(What is being asked) Your answer should be every line from the records that contains "tree".

Saved entries
▼

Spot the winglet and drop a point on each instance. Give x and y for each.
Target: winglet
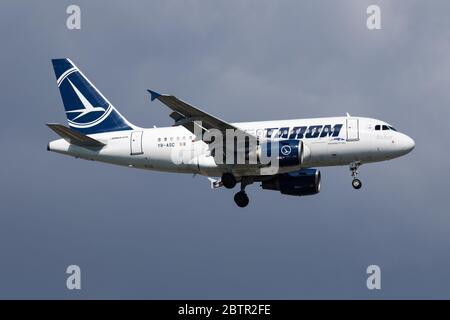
(154, 95)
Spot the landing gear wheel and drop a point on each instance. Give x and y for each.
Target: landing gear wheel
(357, 184)
(228, 180)
(241, 199)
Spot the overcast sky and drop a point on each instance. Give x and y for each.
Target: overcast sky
(141, 234)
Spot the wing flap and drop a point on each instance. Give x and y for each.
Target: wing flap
(185, 114)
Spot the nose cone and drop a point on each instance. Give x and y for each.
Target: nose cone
(407, 144)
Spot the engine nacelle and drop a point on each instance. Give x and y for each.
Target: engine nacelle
(299, 183)
(288, 153)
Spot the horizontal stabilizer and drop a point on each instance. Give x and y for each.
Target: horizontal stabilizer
(74, 137)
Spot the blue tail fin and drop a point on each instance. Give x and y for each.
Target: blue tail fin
(87, 110)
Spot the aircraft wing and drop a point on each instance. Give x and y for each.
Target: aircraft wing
(188, 116)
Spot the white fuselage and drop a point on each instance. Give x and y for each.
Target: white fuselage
(357, 140)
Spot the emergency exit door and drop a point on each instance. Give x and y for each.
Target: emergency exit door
(136, 143)
(352, 129)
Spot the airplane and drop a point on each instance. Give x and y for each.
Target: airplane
(284, 154)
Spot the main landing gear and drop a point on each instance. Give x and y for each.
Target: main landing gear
(228, 180)
(356, 183)
(241, 198)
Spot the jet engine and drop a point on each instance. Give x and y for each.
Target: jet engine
(298, 183)
(287, 152)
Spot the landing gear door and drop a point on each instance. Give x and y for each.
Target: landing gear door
(352, 129)
(136, 143)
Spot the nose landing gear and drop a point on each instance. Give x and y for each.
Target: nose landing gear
(241, 197)
(356, 183)
(228, 180)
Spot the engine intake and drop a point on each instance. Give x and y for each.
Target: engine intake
(299, 183)
(287, 152)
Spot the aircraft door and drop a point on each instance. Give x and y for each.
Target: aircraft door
(352, 129)
(136, 143)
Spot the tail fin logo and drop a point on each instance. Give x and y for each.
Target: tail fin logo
(85, 106)
(88, 111)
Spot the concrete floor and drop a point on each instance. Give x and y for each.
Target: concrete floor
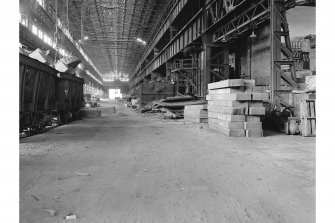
(145, 169)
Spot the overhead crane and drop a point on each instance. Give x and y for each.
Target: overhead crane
(215, 28)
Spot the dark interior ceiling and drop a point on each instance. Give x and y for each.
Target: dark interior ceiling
(112, 28)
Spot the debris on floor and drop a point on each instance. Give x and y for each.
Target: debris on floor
(171, 107)
(82, 174)
(196, 113)
(71, 217)
(52, 212)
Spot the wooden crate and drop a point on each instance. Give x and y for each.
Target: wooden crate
(308, 117)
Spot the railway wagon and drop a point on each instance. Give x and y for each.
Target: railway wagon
(47, 96)
(70, 96)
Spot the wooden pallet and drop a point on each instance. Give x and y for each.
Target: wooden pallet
(308, 117)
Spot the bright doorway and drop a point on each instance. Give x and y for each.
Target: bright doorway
(115, 93)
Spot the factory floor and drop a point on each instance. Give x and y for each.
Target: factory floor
(129, 167)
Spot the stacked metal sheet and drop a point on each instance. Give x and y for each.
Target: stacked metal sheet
(196, 113)
(235, 107)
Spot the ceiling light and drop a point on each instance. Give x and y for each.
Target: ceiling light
(141, 41)
(253, 35)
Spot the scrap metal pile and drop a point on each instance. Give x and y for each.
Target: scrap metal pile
(171, 107)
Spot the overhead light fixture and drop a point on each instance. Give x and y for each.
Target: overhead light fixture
(253, 35)
(224, 40)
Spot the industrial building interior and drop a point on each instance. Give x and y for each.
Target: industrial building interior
(167, 111)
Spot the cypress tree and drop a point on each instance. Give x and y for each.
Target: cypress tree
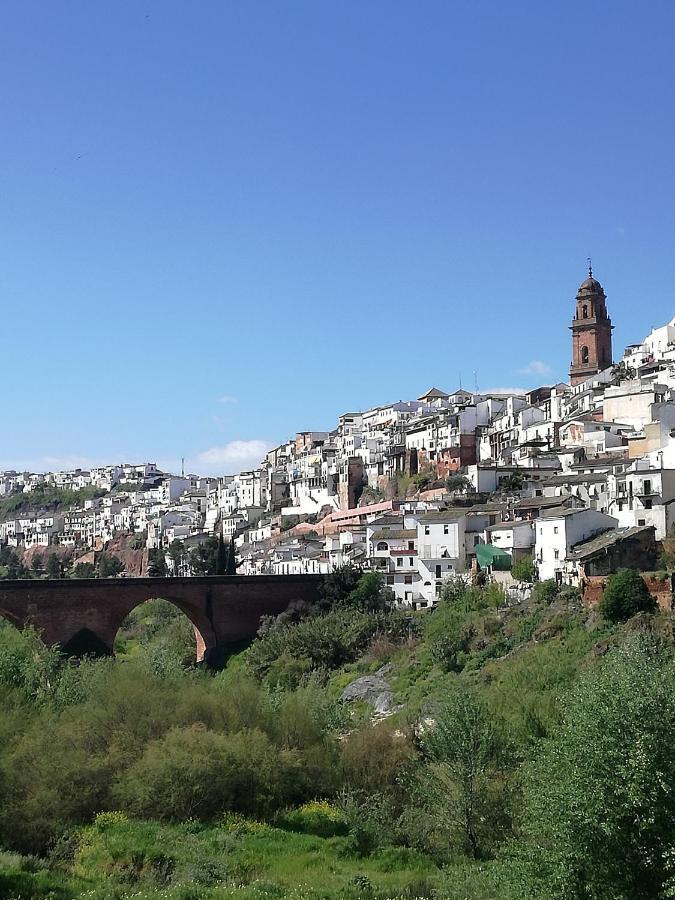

▲

(Solution)
Spot the cypress tree and drop a point on each instance. Give x and y for each.
Target: cypress tree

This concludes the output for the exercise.